Point-per-instance localization data:

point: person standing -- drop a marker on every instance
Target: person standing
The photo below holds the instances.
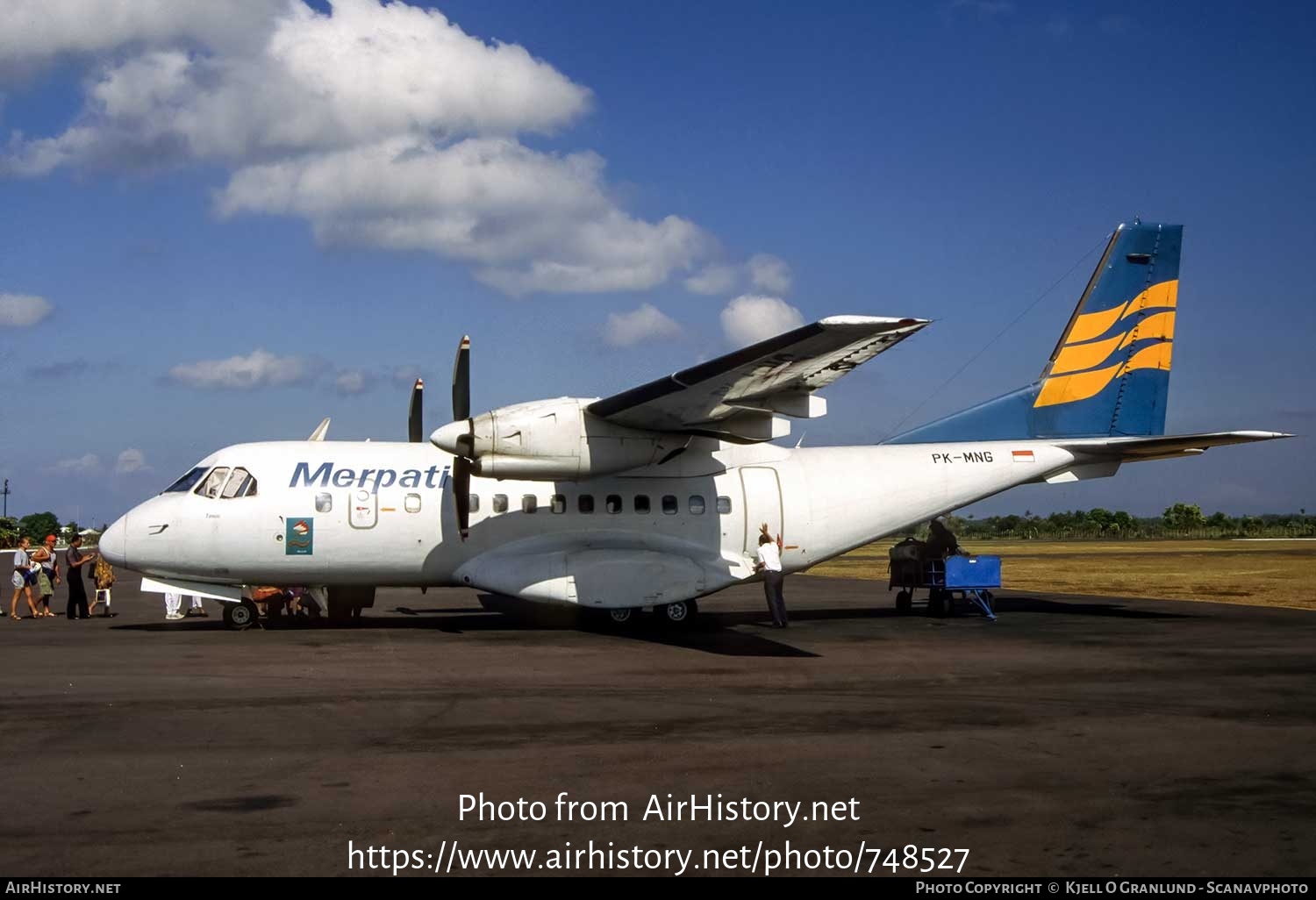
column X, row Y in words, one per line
column 49, row 575
column 23, row 578
column 770, row 563
column 76, row 589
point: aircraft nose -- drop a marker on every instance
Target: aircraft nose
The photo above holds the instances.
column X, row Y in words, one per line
column 113, row 542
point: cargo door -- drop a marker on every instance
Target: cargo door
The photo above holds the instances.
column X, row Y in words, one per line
column 762, row 504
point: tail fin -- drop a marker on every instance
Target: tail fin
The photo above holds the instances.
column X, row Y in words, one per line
column 1110, row 373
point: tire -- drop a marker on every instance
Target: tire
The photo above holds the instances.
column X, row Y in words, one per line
column 679, row 613
column 905, row 603
column 240, row 616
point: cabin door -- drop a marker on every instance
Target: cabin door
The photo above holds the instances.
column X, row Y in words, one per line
column 762, row 504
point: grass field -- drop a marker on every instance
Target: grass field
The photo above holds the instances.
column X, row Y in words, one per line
column 1257, row 573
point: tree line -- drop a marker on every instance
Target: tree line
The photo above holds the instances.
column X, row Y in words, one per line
column 1182, row 520
column 37, row 526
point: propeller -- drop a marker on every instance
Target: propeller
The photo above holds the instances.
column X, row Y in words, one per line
column 415, row 413
column 466, row 442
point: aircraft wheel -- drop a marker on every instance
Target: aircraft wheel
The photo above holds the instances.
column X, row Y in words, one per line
column 678, row 613
column 240, row 616
column 621, row 616
column 905, row 603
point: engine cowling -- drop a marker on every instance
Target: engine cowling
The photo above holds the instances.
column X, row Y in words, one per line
column 552, row 439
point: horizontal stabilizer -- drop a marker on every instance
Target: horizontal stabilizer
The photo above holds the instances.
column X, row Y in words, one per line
column 1163, row 446
column 737, row 395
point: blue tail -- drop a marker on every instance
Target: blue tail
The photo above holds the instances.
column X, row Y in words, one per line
column 1110, row 374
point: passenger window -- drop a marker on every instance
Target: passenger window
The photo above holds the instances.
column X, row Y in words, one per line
column 213, row 482
column 187, row 482
column 237, row 484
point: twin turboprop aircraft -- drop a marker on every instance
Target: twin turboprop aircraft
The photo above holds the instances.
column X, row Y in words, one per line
column 654, row 497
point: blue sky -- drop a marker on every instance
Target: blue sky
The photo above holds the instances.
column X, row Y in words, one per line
column 181, row 187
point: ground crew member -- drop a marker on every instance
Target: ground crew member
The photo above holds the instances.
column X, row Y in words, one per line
column 770, row 563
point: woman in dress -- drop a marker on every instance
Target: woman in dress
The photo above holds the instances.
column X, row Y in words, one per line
column 21, row 578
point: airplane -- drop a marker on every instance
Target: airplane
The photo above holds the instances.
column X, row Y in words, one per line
column 654, row 497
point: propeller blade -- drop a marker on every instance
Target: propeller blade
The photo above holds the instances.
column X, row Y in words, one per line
column 462, row 494
column 415, row 413
column 462, row 381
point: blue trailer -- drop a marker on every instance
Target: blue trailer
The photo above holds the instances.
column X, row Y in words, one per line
column 947, row 581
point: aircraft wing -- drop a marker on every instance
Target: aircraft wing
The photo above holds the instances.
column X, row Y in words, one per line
column 736, row 395
column 1163, row 446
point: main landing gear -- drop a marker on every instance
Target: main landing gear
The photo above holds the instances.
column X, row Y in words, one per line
column 669, row 615
column 676, row 613
column 241, row 616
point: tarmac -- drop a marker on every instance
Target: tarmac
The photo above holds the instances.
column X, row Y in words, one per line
column 1074, row 736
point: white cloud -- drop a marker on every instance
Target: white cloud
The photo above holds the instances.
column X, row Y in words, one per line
column 300, row 81
column 715, row 279
column 750, row 318
column 382, row 124
column 131, row 461
column 642, row 324
column 529, row 220
column 86, row 465
column 260, row 368
column 769, row 273
column 762, row 273
column 37, row 29
column 23, row 310
column 353, row 382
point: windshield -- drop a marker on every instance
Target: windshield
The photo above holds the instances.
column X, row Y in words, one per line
column 186, row 482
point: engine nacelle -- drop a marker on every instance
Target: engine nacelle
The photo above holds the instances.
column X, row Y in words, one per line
column 553, row 439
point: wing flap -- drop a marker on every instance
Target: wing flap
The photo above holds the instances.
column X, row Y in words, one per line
column 773, row 375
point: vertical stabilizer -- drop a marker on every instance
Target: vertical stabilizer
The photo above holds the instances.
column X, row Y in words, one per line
column 1110, row 373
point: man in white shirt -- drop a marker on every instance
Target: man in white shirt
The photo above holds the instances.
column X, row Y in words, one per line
column 770, row 563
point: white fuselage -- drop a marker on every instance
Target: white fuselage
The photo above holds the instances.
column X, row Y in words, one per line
column 366, row 513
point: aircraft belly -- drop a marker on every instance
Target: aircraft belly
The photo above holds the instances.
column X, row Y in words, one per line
column 603, row 578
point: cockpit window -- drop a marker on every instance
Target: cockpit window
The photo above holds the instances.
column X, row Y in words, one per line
column 187, row 482
column 213, row 482
column 241, row 484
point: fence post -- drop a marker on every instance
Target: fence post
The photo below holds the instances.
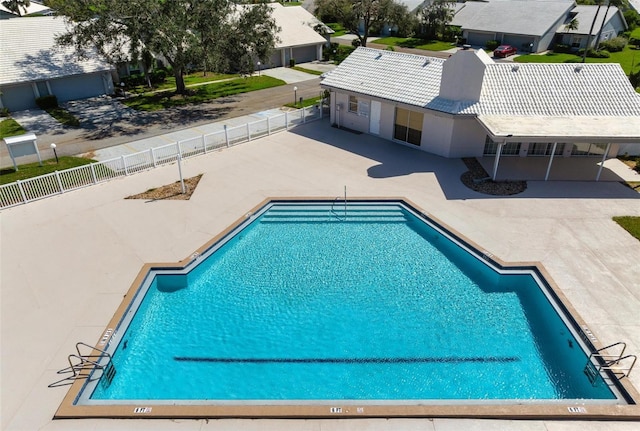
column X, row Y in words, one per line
column 59, row 182
column 24, row 196
column 124, row 164
column 93, row 173
column 153, row 156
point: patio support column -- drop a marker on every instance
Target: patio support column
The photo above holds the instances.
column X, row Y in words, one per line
column 604, row 157
column 497, row 160
column 553, row 153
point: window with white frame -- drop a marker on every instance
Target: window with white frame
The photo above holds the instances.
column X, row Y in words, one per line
column 408, row 126
column 359, row 106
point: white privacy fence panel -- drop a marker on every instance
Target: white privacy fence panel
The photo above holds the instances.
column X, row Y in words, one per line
column 59, row 182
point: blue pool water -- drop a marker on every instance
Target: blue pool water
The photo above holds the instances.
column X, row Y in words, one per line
column 307, row 304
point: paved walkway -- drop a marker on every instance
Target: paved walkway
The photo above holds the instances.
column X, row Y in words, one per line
column 67, row 261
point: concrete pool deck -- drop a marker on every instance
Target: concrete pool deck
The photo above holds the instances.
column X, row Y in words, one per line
column 67, row 261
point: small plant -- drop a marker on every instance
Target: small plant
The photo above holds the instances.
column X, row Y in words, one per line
column 616, row 44
column 492, row 44
column 47, row 102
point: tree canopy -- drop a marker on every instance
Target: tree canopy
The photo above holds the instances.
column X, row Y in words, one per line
column 361, row 17
column 217, row 35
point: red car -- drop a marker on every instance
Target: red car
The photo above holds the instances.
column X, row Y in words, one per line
column 504, row 51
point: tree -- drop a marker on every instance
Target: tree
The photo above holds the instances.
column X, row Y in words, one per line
column 215, row 33
column 593, row 23
column 616, row 3
column 15, row 5
column 356, row 14
column 572, row 25
column 436, row 17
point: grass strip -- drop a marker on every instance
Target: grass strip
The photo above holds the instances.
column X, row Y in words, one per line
column 10, row 127
column 200, row 94
column 630, row 224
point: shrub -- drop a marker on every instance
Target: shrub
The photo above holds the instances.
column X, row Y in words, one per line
column 561, row 48
column 47, row 102
column 616, row 44
column 492, row 44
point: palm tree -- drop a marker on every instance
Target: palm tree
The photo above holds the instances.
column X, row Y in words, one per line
column 616, row 3
column 593, row 23
column 15, row 5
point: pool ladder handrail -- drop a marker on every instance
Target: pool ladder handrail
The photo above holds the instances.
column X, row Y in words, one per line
column 82, row 365
column 618, row 365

Your instructions:
Apart from the pictures, set down all the entries above exactly.

Response area:
point: person standing -- drop a marker on every instance
Target: person standing
The photo below holds the instances.
column X, row Y in words, one per line
column 49, row 575
column 23, row 578
column 770, row 563
column 76, row 589
point: aircraft nose -- drop a marker on every instance
Target: aircraft nose
The photo above holds the instances.
column X, row Y in words, one per line
column 113, row 542
point: cargo door -- drop a marker on every instance
Target: cargo door
The photo above holds the instances.
column X, row Y in words, one per line
column 762, row 504
point: tail fin -- drop a marker on every instance
Target: tail fin
The photo above holds the instances.
column X, row Y in words, one per line
column 1110, row 373
point: tire -- drop a marker on every instance
Target: tire
The photo above holds the instances.
column X, row Y in words, one per line
column 679, row 613
column 905, row 603
column 240, row 616
point: cabin door -- drop a marker on every instance
Target: cabin door
The photo above holds the instances.
column X, row Y in words, one per line
column 762, row 504
point: grass field -- drop a marker on every instance
Target: grass field
The photo above holds the instances.
column X, row Y in words, one per line
column 1257, row 573
point: tree line -- drop a marker on every instance
Target: tree line
The photo above holds the instances.
column X, row Y in words, one per line
column 1182, row 520
column 37, row 526
point: propeller -- drop a marker on every instance
Target: propeller
The photo above holds the instances.
column X, row Y in words, one per line
column 415, row 413
column 466, row 442
point: aircraft wheel -- drop a marker on every instance
Target: aircraft wheel
The photo above holds the instances.
column X, row Y in words, one per line
column 678, row 613
column 240, row 616
column 621, row 616
column 905, row 603
point: engine cowling -- drop a marker on every instance
Target: engine cowling
The photo above holds the instances.
column X, row Y in words, one per line
column 552, row 439
point: horizontal stabilizer -- drop a marker on every instance
Target: horizontal stabilizer
The photo above holds the instances.
column X, row Y in words, one per line
column 1163, row 446
column 737, row 395
point: blue tail -- drop a marker on every instance
Target: blue tail
The photo above holds the instances.
column X, row Y in words, one per line
column 1110, row 374
point: passenger window -- drop a marker on every instance
Target: passenger window
The photo above holds the instances.
column X, row Y in words, one per line
column 213, row 482
column 187, row 482
column 237, row 484
point: twin turboprop aircraft -- drop a marker on every instance
Target: twin turboprop aircraft
The photo above holds the instances.
column X, row Y in words, one per line
column 654, row 497
point: blue sky -- drop a marker on every instance
Target: blue sky
The photo above holds the instances.
column X, row Y in words, one per line
column 181, row 187
point: ground crew member -- drop a marker on every instance
Target: ground crew member
The photo above holds the instances.
column X, row Y in words, one per line
column 770, row 563
point: woman in dress -- drop a marker on every instance
Target: woman in dress
The photo above holds the instances.
column X, row Y in words, one per line
column 21, row 578
point: airplane -- drop a marker on every instance
Target: airplane
The photo above holds the instances.
column X, row Y in words, one per line
column 654, row 497
point: propeller blade -- drop a marker on every instance
Target: propeller blade
The photo above holds the instances.
column X, row Y in words, one per line
column 462, row 494
column 415, row 413
column 462, row 381
point: blue trailer -- drop a marker on every instance
Target: blue trailer
The photo above holds the instances.
column X, row Y in words, one per line
column 947, row 581
point: aircraft wing -- drop a marker on every instance
Target: aircraft wing
The photo above holds the instances.
column X, row Y in words, one per line
column 736, row 395
column 1163, row 446
point: main landing gear -- drop a marker on every instance
Target: main landing gear
The photo above holds the instances.
column X, row Y in words, one per line
column 669, row 615
column 676, row 613
column 241, row 616
point: tarmac -- drop a marker on every instance
Target: tarmac
The photo above holds the instances.
column X, row Y in words, one per line
column 1074, row 736
point: white cloud -- drop a marker on every instance
Target: white cloud
The photo above holds the instances.
column X, row Y in words, one per line
column 300, row 81
column 715, row 279
column 750, row 318
column 382, row 124
column 131, row 461
column 642, row 324
column 529, row 220
column 86, row 465
column 260, row 368
column 769, row 273
column 762, row 273
column 37, row 29
column 23, row 310
column 353, row 382
point: windshield -- drop a marker on every instance
Target: windshield
The photo above holds the instances.
column X, row Y in words, one per line
column 186, row 482
point: engine nacelle -- drop a marker on every instance
Target: engine nacelle
The photo above holds the instances.
column X, row Y in words, one per line
column 553, row 439
point: wing flap -- drop a marker on every instance
Target: wing flap
The photo above holds the instances.
column X, row Y in words, one per line
column 773, row 375
point: vertical stabilizer -- drop a marker on every instance
Target: vertical stabilizer
The photo above holds the instances.
column X, row Y in words, one per line
column 1110, row 373
point: man in white shirt -- drop a marker on every instance
Target: man in white shirt
The photo above holds the instances.
column X, row Y in words, one per line
column 770, row 563
point: white fuselage -- drop a marker on every instance
Target: white fuselage
The photo above holds the instances.
column X, row Y in words, one per line
column 366, row 513
point: aircraft belly -- drop a marker on every instance
Target: aircraft belly
The photo above holds the instances.
column X, row Y in words, one per line
column 603, row 578
point: cockpit window -- drop a marker on every instance
Target: cockpit window
The photo above holds the instances.
column X, row Y in words, one per line
column 187, row 482
column 213, row 482
column 241, row 484
point: fence post -- drop a marker on every instance
Target: fence post
The photo below holds the instances.
column X, row Y in words, one per line
column 59, row 182
column 24, row 196
column 124, row 164
column 93, row 173
column 153, row 156
point: patio support column -- drop a marker on every instance
Target: patio support column
The photo above holds the instances.
column X, row Y in words, one per line
column 604, row 157
column 497, row 160
column 553, row 153
point: window with white frame -- drop a marker on every instance
Target: window with white frame
The photo above holds the instances.
column X, row Y in words, one per line
column 408, row 126
column 359, row 106
point: white privacy fence panel -- drop a marker on every instance
Target: white privacy fence panel
The photo above holds the instances.
column X, row Y in words, one per line
column 59, row 182
point: blue pool water -- drop a marker on every instance
Target: blue pool water
The photo above holds the instances.
column X, row Y in words, one per line
column 307, row 304
point: paved walkway -- drop a marker on every instance
Target: paved walkway
The photo above holds the instances.
column X, row Y in words, one per line
column 67, row 261
point: concrete pool deck -- drop a marker on every instance
Target: concrete pool deck
The photo above holds the instances.
column X, row Y in words, one per line
column 67, row 261
point: small plant -- drop a marker on every instance
Target: small plant
The photo above holds the instances.
column X, row Y in words, one per line
column 616, row 44
column 492, row 44
column 47, row 102
point: tree canopy -- drop a marker on every instance
Target: tree canopy
The photo above holds the instances.
column X, row Y in words, one per line
column 361, row 17
column 217, row 35
point: red car -- drop a marker on every instance
Target: red car
The photo above holds the instances.
column X, row Y in words, one per line
column 504, row 51
point: tree -- drop a marker on every instance
Target: tree
The photo above holds the instances.
column X, row Y in words, one per line
column 215, row 33
column 593, row 23
column 616, row 3
column 15, row 5
column 356, row 14
column 572, row 25
column 436, row 17
point: grass strip -- drop a marker on every instance
Target: grass strip
The photo above holds the instances.
column X, row Y in words, one per line
column 10, row 127
column 200, row 94
column 630, row 224
point: shrub -- drop a marker on every instance
Target: shrub
The photo above holds the instances.
column X, row Y in words, one per line
column 561, row 48
column 47, row 102
column 616, row 44
column 492, row 44
point: palm tree -- drop a marker on every instance
Target: palm tree
The photo above holds the instances.
column X, row Y in words, one per line
column 616, row 3
column 593, row 23
column 15, row 5
point: pool ladder handrail -- drop a marker on every instance
Target: pool ladder handrail
The photo above holds the instances.
column X, row Y in words, one per line
column 82, row 365
column 618, row 365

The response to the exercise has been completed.